* [Data items]:
********

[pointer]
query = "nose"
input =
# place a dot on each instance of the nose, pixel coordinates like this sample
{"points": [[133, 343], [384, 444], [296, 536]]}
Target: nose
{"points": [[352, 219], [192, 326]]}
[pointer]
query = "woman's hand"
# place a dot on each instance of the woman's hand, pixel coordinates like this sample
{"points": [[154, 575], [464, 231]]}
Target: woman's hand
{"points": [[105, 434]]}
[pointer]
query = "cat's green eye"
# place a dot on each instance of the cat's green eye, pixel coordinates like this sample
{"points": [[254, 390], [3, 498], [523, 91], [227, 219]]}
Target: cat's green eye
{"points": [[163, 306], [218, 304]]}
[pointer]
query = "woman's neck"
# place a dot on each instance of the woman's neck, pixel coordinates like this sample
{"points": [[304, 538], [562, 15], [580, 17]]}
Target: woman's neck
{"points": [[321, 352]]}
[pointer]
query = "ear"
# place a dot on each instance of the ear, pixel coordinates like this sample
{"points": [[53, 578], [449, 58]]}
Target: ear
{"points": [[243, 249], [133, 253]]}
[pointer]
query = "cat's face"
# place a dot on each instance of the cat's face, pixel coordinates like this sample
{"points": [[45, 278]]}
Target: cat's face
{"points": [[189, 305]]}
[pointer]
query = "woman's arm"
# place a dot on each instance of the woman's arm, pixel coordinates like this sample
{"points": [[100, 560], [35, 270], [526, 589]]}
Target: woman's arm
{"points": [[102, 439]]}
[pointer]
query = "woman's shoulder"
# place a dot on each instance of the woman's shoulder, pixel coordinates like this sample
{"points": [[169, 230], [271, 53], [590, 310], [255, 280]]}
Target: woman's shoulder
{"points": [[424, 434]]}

********

* [YOUR GOAL]:
Write out every line of the records above again, requests included, and increase each point coordinate in the answers by 129. Leave the coordinates in the requests and their format samples unchanged.

* [SOLUTION]:
[pointer]
query = "nose"
input =
# place a dot on each instance of the nose, pixel coordinates like this sample
{"points": [[133, 343], [384, 444], [296, 536]]}
Target: nose
{"points": [[481, 348], [321, 455]]}
[pointer]
query = "woman's hand"
# place a dot on each instance of the woman's hand, pixel coordinates like this sample
{"points": [[154, 575], [464, 231]]}
Target: woman's hand
{"points": [[234, 563]]}
[pointer]
query = "cat's green eye"
# place a dot on each instance of the cat's green eye, pixel coordinates like this sample
{"points": [[254, 390], [3, 498], [523, 91], [227, 219]]}
Target: cat's green eye
{"points": [[292, 435], [347, 433]]}
[pointer]
query = "woman's neck"
# place a dot on each instance of the woman's neck, pixel coordinates like this sample
{"points": [[304, 538], [562, 15], [580, 17]]}
Target: woman's neck
{"points": [[450, 481]]}
[pointer]
query = "ear"
# place a dot on each instance of the ear, pixel coordinates like this sample
{"points": [[53, 578], [449, 58]]}
Target: ear
{"points": [[372, 378], [262, 382]]}
[pointer]
query = "cat's face"
# place a dot on each instance of the cat's face, pixel coordinates like this sample
{"points": [[45, 278]]}
Target: cat's face
{"points": [[318, 434]]}
[pointer]
query = "woman's arm"
# place a dot on each instance of the woman's arm, pixel coordinates like this sample
{"points": [[100, 560], [35, 270], [526, 589]]}
Target: woman's arm
{"points": [[231, 568]]}
[pointer]
query = "woman's shoulder"
# place a dot on each instance of the woman's shoulder, pixel coordinates like this sample
{"points": [[169, 230], [271, 53], [590, 310], [255, 280]]}
Target: woman's shoulder
{"points": [[553, 563]]}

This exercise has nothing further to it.